What the exercise asks:
The response should be exactly the number of lines in the material below that contain the word "blue".

·····

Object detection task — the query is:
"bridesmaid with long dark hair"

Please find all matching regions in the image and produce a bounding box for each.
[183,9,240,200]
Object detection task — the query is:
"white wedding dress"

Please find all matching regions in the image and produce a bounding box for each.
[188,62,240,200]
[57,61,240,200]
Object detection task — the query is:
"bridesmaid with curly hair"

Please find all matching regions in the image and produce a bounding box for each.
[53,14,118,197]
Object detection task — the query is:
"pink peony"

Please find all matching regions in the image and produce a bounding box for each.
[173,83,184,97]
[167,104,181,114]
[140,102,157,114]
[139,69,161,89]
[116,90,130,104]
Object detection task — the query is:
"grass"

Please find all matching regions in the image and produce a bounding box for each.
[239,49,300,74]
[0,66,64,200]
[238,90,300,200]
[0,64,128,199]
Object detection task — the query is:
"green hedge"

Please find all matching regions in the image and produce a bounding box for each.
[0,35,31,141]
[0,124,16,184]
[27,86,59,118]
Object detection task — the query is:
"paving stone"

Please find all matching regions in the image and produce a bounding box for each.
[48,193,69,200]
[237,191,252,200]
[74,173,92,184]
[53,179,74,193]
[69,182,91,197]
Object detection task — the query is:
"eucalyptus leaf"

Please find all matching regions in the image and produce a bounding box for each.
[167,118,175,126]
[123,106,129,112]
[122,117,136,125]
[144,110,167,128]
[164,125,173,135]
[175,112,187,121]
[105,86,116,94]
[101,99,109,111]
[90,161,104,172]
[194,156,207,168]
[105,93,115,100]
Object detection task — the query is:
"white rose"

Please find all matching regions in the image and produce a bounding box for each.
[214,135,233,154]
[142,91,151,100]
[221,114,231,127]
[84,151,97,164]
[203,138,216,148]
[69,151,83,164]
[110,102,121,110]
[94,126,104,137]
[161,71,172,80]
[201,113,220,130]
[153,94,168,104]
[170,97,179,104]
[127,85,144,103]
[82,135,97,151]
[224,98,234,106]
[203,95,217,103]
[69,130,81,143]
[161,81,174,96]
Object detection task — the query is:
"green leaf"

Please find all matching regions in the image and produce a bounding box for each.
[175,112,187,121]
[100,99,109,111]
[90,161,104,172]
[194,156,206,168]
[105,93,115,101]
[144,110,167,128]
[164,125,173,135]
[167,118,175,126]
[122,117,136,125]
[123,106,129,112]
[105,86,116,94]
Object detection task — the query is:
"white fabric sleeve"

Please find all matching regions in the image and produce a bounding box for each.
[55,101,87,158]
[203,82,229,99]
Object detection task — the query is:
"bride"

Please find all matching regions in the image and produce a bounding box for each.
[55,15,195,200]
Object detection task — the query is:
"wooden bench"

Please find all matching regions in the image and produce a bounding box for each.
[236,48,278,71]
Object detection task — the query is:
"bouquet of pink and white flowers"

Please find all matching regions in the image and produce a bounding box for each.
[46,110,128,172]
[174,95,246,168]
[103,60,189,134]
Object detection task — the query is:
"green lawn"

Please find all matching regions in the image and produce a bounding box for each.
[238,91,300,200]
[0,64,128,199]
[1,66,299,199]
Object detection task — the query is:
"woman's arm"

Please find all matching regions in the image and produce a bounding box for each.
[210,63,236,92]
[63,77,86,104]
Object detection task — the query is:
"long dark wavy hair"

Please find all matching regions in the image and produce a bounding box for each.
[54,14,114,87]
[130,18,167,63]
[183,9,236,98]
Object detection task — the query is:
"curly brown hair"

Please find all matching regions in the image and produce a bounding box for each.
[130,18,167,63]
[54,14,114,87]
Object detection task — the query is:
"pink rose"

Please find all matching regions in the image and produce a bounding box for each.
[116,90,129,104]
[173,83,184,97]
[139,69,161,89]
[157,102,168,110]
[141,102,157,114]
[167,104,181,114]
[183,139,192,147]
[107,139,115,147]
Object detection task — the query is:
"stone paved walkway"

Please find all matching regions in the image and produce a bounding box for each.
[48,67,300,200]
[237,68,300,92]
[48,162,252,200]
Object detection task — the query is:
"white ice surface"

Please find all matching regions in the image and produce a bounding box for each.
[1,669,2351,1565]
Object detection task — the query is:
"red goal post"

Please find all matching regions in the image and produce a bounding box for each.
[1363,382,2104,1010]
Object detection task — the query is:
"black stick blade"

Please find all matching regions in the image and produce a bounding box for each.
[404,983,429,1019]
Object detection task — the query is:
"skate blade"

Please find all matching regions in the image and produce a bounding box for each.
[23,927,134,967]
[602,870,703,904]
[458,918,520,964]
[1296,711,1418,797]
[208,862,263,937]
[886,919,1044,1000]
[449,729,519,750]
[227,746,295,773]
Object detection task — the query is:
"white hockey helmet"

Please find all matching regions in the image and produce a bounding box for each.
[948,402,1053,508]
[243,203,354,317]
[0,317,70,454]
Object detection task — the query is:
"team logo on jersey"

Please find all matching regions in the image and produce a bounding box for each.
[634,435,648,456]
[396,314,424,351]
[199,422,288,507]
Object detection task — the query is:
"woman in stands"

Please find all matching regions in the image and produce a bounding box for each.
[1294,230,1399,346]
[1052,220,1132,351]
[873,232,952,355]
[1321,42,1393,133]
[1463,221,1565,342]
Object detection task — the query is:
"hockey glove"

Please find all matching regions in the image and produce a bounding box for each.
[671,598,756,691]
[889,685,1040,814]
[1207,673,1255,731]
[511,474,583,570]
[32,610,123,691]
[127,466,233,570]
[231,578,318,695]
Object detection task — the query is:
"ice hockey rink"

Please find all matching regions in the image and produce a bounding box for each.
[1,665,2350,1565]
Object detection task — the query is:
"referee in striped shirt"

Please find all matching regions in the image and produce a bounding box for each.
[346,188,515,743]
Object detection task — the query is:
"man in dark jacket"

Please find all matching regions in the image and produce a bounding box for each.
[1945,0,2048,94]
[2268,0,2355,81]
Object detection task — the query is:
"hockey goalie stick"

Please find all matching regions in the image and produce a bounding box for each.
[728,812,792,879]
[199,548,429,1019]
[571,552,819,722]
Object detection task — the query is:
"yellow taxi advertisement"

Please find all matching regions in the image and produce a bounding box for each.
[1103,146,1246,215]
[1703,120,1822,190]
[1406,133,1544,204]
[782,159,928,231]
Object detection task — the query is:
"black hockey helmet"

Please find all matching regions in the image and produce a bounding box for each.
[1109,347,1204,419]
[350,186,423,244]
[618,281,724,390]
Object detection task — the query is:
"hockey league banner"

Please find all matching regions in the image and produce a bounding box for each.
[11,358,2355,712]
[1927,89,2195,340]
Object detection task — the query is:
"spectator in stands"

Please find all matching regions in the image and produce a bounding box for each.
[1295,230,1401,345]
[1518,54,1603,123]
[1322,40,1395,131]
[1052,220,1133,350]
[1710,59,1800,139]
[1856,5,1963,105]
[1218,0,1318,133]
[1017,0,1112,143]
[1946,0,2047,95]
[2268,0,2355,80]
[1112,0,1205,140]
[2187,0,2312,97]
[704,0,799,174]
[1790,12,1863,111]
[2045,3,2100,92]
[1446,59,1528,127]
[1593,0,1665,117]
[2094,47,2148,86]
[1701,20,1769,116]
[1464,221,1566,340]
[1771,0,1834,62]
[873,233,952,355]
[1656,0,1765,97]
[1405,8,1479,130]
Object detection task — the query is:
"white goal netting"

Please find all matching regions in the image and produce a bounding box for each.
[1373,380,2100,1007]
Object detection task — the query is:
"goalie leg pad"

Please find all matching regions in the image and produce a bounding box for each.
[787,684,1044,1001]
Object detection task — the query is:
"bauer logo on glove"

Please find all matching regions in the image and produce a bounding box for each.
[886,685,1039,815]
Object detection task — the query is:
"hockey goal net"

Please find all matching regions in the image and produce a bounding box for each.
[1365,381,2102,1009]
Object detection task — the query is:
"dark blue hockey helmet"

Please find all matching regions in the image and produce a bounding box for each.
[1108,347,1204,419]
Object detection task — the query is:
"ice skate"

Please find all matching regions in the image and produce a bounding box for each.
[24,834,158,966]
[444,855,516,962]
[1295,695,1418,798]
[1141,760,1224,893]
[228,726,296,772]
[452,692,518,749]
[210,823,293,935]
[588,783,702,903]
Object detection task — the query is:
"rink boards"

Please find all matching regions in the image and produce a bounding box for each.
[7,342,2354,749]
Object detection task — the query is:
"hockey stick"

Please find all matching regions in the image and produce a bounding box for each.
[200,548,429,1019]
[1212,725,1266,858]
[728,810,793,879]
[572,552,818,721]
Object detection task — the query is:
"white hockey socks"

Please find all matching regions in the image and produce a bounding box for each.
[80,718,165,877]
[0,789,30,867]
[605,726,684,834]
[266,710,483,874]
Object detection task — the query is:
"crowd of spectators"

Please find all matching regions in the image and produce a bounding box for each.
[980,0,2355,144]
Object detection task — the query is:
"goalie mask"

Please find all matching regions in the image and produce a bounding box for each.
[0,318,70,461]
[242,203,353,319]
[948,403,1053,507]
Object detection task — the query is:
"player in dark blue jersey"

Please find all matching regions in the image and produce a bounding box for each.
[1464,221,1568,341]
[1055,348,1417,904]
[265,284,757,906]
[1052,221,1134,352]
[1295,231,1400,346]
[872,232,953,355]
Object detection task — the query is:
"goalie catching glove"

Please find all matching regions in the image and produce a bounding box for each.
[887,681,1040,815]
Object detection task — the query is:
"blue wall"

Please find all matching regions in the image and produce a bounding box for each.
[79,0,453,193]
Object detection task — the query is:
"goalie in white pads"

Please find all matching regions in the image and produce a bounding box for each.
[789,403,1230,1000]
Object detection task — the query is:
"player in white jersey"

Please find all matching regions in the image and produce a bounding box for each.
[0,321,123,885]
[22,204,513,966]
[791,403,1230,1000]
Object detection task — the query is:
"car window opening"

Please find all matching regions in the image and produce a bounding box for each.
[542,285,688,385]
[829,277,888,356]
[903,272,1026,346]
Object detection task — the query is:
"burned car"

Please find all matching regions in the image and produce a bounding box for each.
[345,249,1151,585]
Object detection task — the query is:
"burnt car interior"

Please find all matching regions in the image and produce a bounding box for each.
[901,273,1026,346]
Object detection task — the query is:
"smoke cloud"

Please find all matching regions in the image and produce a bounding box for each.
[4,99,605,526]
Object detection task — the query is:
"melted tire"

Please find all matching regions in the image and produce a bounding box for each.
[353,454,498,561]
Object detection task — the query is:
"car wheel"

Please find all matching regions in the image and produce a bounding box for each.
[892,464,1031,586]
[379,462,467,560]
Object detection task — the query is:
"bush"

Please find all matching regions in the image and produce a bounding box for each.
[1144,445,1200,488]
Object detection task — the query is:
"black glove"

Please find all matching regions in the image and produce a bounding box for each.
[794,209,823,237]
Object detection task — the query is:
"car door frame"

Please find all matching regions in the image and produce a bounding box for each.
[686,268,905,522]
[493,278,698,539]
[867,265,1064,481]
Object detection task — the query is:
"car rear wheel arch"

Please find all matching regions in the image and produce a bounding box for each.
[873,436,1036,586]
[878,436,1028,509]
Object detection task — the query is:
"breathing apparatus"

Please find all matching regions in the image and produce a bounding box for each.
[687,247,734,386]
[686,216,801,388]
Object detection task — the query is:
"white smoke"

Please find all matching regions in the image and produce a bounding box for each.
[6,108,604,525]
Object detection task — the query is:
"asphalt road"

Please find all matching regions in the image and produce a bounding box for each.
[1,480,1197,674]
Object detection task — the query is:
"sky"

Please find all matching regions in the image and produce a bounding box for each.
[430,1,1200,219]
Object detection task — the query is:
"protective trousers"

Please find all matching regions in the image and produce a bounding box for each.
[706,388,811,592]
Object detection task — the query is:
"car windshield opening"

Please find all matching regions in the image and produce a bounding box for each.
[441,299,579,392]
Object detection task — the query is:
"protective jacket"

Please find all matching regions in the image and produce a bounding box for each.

·····

Exercise result:
3